**EXERCISE:** Reproduce verbatim the lines of the items below, from the line containing "Task: indicate the coral" through the line containing "[(410, 180)]", inclusive of both.

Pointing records
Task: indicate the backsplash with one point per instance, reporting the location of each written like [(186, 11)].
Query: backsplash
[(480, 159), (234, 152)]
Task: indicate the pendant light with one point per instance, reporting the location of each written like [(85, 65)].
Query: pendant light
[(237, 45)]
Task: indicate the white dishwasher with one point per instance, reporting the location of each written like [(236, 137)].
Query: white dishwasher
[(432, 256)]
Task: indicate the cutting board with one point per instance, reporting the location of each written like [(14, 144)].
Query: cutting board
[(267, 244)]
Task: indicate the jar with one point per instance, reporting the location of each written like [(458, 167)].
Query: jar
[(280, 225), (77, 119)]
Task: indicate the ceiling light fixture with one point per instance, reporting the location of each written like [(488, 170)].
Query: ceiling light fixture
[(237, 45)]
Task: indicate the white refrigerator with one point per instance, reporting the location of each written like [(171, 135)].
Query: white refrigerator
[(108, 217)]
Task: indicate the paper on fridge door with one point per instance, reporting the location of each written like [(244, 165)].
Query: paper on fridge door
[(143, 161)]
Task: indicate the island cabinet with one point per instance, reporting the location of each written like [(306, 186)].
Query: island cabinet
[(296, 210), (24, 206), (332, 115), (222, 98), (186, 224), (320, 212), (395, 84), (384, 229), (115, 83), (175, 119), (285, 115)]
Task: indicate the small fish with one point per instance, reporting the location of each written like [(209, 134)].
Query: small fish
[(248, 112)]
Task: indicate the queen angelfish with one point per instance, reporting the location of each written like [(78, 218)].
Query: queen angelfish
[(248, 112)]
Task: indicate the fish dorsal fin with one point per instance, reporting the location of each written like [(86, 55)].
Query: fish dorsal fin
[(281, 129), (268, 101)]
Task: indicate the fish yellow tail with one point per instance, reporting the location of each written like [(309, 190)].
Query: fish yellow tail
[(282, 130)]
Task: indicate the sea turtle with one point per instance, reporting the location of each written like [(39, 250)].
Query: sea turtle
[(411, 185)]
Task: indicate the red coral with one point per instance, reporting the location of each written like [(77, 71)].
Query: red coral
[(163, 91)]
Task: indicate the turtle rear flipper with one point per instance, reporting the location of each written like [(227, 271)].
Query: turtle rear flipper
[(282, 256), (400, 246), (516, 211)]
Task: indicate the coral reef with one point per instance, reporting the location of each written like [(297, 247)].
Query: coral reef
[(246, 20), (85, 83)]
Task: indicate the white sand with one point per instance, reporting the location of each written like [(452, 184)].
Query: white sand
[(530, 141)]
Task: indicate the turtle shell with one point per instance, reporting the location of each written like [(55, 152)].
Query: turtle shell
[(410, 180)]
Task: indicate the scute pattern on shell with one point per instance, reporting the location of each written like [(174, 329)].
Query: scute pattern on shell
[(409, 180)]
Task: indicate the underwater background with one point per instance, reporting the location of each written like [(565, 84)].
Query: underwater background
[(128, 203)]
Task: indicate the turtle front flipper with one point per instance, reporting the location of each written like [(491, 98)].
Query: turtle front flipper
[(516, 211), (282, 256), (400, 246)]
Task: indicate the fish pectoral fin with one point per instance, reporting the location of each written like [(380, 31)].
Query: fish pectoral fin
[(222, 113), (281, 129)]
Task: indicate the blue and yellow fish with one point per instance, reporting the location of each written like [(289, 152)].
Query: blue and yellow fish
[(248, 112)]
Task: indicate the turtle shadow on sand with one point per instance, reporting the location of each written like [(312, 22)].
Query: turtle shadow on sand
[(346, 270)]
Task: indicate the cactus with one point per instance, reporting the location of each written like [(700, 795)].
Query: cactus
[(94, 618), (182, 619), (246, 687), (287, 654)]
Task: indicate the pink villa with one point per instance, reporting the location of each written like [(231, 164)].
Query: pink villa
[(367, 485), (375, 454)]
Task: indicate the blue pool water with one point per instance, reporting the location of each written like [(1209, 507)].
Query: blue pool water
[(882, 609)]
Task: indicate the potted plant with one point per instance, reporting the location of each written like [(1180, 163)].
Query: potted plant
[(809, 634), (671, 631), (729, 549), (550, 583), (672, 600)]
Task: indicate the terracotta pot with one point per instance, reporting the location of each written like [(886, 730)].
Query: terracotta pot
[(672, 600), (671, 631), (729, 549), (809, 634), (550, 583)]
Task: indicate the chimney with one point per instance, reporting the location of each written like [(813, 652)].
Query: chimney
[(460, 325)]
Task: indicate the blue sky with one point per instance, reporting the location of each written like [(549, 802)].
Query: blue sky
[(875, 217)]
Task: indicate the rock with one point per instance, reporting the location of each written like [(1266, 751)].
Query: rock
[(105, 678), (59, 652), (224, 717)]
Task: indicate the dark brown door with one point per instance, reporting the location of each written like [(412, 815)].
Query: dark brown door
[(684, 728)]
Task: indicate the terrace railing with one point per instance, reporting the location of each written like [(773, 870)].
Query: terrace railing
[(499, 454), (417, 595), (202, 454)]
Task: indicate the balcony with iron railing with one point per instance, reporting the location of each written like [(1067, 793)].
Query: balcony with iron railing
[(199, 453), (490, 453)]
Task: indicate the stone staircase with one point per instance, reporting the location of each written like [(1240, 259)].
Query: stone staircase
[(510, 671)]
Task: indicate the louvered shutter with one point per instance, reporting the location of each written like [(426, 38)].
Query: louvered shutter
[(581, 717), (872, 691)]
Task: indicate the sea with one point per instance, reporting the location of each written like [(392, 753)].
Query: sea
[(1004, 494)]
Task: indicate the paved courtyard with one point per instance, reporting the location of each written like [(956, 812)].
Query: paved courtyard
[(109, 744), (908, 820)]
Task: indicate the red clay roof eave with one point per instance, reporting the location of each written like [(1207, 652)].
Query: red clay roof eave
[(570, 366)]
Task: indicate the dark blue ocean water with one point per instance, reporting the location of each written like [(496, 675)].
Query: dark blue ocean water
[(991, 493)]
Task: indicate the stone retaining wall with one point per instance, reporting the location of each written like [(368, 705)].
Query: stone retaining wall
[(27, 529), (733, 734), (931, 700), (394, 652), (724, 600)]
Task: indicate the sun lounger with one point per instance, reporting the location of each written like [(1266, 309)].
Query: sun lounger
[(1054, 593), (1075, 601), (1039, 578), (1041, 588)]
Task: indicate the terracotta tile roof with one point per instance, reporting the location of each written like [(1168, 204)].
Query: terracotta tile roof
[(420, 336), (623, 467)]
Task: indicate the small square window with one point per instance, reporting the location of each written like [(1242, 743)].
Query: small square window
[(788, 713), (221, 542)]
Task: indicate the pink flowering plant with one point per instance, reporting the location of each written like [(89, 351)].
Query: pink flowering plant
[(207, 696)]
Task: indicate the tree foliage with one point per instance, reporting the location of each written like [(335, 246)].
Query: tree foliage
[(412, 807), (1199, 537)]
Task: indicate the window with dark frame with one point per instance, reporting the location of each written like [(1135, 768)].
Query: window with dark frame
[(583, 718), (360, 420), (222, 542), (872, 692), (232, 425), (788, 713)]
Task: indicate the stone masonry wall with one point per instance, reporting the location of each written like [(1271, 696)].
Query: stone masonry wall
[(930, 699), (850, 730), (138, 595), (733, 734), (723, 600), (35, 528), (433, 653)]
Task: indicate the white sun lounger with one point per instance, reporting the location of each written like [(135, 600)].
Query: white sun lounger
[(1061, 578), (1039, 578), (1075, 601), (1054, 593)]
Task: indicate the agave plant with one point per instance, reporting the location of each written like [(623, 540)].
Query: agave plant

**WRITTEN SOLUTION:**
Task: indicate the coral reef with one point per instance, reporting the location of each written like [(297, 247)].
Query: coral reef
[(246, 20), (85, 83)]
Task: indicate the white sand with one point per instance, reporting the location of each written like [(452, 184)].
Query: white sand
[(530, 141)]
Task: indicate the turtle shell with one point per instance, reporting the location of each written like [(55, 152)].
Query: turtle shell
[(410, 180)]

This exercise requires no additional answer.